**TUJUAN TUGAS**
Lanjutkan berita di bawah tentang penggolongan KKB OPM sebagai terorisme separatis, dimulai tepat setelah kalimat terakhirnya.

**TEKS DOKUMEN**
────────────────

KKB OPM Dikategorikan Terorisme Separatis

INDOPOSCO.ID – Kepala Detasemen Khusus (Densus) 88 Antiteror Kepolisian Negara Republik Indonesia (Polri), Inspektur Jenderal (Irjen) Marthinus Hukom mengatakan, Kelompok Kriminal Bersenjata (KKB) Organisasi Papua Merdeka (OPM) bukan sekedar organisasi separatis yang memiliki keyakinan untuk memisahkan diri dari negara, melainkan sebagai terorisme separatis.
“Tapi KKB OPM dikategorikan sebagai terorisme karena melakukan kekerasan, intimidasi dan menyebarkan rasa takut yang menyasar masyarakat tidak bersalah sebagai upaya memaksakan kehendak terhadap orang lain,” ujarnya, pada seminar bertema “Antara HAM dan Penanggulangan Terorisme: Studi Organisasi Papua Merdeka dan Gerakan Uighur” di Jakarta, Senin (27/9/2021) yang diselenggarakan oleh PRIK-KT SKSG UI dan Revera Institute.
Sementara, Pelaksana tugas (Plt) Direktur Jenderal (Dirjen) Imigrasi, Kementerian Hukum dan Hak Asasi Manusia (Kemenkumham) Ronny Franky Sompie mengatakan, dalam konteks penanggulangan terorisme, imigrasi melakukan kerja sama dengan Badan Nasional Penanggulangan Terorisme (BNPT) dan Polri terkait pemberian informasi mengenai daftar pencarian orang (DPO) agar dapat dimasukkan ke dalam sistem imigrasi yang secara online sudah terintegrasi di seluruh Indonesia.
“Sehingga jika ada orang asing yang masuk ke dalam DPO, akan ada sistem peringatan yang akan menolak atau menangkap DPO tersebut dengan sebelumnya berkoordinasi kepada BNPT/Polri,” katanya.
Kemudian, Dosen Program Studi Kajian Terorisme dan Departeman Hubungan Internasional Universitas Indonesia, Ali A. Wibisono mengatakan, penanggulanan terorisme bukan hanya untuk memulihkan perdamaian dan keamanan negara, tapi juga warga negara karena kajian terorisme masa kini telah membahas pada prioritas keamanan insani.

────────────────

**DATA TERSEDIA**
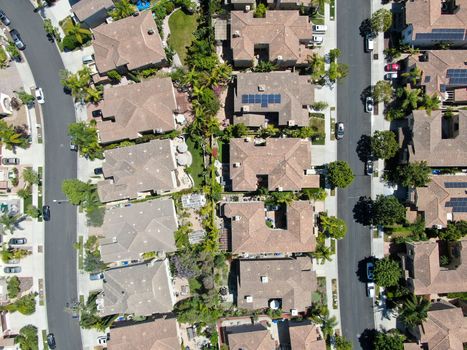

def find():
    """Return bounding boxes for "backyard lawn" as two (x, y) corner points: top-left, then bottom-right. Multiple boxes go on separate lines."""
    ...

(168, 10), (197, 64)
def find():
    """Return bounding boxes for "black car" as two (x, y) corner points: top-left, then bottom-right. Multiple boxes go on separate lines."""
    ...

(47, 333), (57, 349)
(42, 205), (50, 221)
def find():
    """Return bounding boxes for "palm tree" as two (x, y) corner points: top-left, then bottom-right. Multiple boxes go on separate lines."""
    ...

(399, 295), (431, 328)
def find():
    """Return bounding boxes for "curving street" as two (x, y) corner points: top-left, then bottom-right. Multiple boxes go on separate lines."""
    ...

(336, 0), (374, 349)
(0, 0), (82, 350)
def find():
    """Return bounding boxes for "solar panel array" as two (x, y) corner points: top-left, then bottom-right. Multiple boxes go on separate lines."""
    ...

(415, 28), (465, 41)
(242, 94), (281, 107)
(446, 69), (467, 85)
(446, 197), (467, 213)
(444, 182), (467, 188)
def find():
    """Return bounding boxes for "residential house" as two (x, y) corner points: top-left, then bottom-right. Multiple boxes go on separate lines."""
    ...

(410, 175), (467, 228)
(407, 50), (467, 104)
(71, 0), (115, 28)
(223, 201), (316, 254)
(402, 239), (467, 295)
(99, 199), (178, 263)
(399, 110), (467, 168)
(230, 137), (319, 191)
(405, 302), (467, 350)
(289, 321), (326, 350)
(107, 318), (181, 350)
(230, 11), (312, 68)
(88, 78), (177, 143)
(97, 140), (188, 203)
(225, 324), (277, 350)
(402, 0), (467, 47)
(92, 11), (167, 75)
(237, 256), (317, 316)
(233, 72), (314, 127)
(98, 260), (174, 316)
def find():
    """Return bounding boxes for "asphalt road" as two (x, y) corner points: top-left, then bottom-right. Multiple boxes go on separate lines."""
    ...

(336, 0), (374, 349)
(0, 0), (82, 350)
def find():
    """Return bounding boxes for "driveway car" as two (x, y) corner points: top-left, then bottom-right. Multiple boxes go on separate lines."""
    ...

(36, 88), (45, 104)
(8, 238), (28, 245)
(10, 29), (26, 50)
(0, 10), (11, 26)
(2, 158), (19, 165)
(3, 266), (21, 273)
(336, 122), (344, 140)
(384, 63), (401, 72)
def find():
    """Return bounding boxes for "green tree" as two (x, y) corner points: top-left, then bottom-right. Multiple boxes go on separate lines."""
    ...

(372, 195), (405, 225)
(374, 257), (402, 287)
(370, 9), (392, 33)
(319, 213), (347, 239)
(371, 130), (399, 159)
(15, 324), (39, 350)
(109, 0), (137, 21)
(399, 295), (431, 328)
(374, 330), (405, 350)
(328, 160), (355, 188)
(373, 80), (394, 103)
(396, 161), (431, 187)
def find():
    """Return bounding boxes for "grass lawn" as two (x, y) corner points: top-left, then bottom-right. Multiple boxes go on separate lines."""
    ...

(168, 10), (197, 64)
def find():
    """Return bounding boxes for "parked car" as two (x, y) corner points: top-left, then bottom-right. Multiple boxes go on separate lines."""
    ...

(366, 282), (375, 298)
(47, 333), (57, 349)
(336, 122), (344, 140)
(42, 205), (50, 221)
(8, 238), (28, 245)
(36, 88), (45, 104)
(0, 10), (11, 26)
(365, 159), (373, 175)
(365, 96), (374, 113)
(366, 261), (375, 282)
(384, 63), (401, 72)
(10, 29), (26, 50)
(3, 266), (21, 273)
(2, 158), (19, 165)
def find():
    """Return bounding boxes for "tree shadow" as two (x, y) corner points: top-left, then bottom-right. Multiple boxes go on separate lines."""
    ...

(353, 196), (373, 226)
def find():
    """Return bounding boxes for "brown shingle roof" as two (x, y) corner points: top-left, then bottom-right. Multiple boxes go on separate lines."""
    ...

(234, 72), (314, 126)
(415, 175), (467, 227)
(97, 140), (177, 203)
(224, 201), (316, 254)
(230, 10), (312, 65)
(237, 257), (316, 312)
(230, 138), (319, 191)
(92, 11), (166, 74)
(408, 110), (467, 167)
(226, 324), (277, 350)
(99, 199), (178, 263)
(89, 78), (177, 143)
(107, 318), (181, 350)
(407, 239), (467, 295)
(289, 322), (326, 350)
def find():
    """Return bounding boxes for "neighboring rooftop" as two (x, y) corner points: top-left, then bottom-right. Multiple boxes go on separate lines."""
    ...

(237, 257), (316, 312)
(97, 140), (177, 203)
(92, 11), (167, 74)
(234, 72), (314, 126)
(230, 10), (312, 67)
(405, 239), (467, 295)
(414, 175), (467, 228)
(88, 78), (177, 143)
(230, 138), (319, 191)
(107, 318), (181, 350)
(408, 110), (467, 167)
(225, 324), (277, 350)
(223, 201), (316, 254)
(101, 260), (174, 316)
(99, 199), (178, 263)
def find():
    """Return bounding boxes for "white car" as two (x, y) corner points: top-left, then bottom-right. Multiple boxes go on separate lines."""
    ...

(36, 88), (45, 104)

────────────────

**HASIL LATIHAN**
“Berdasarkan pengalaman, saya menemukan diaspora Uighur yang berada di Inggris dan tidak merasa bahwa permasalahan di Xinjiang adalah permasalahan HAM. Selain itu juga terdapat komite khusus HAM di Xinjiang yang luput dari kaca mata aktivis HAM yang hanya focus kepada suara-suara yang kontra terhadap pemerintahan China,” bebernya.
Deputi III Kerja Sama Internasional BNPT, Andhika Chrisnayudhanto menambahkan, mengenai perspektif penanggulangan terorisme dan HAM dalam konteks internasional melalui kerangka global counter-terrorism strategy.
“Dalam strategi ini, bukan hanya HAM, tapi juga nilai kemanusiaan menjadi penting dalam upaya kontra-terorisme karena pelanggaran HAM justru menjadi salah satu pendorong kemunculan kelompok ekstremis kekerasan,” katanya.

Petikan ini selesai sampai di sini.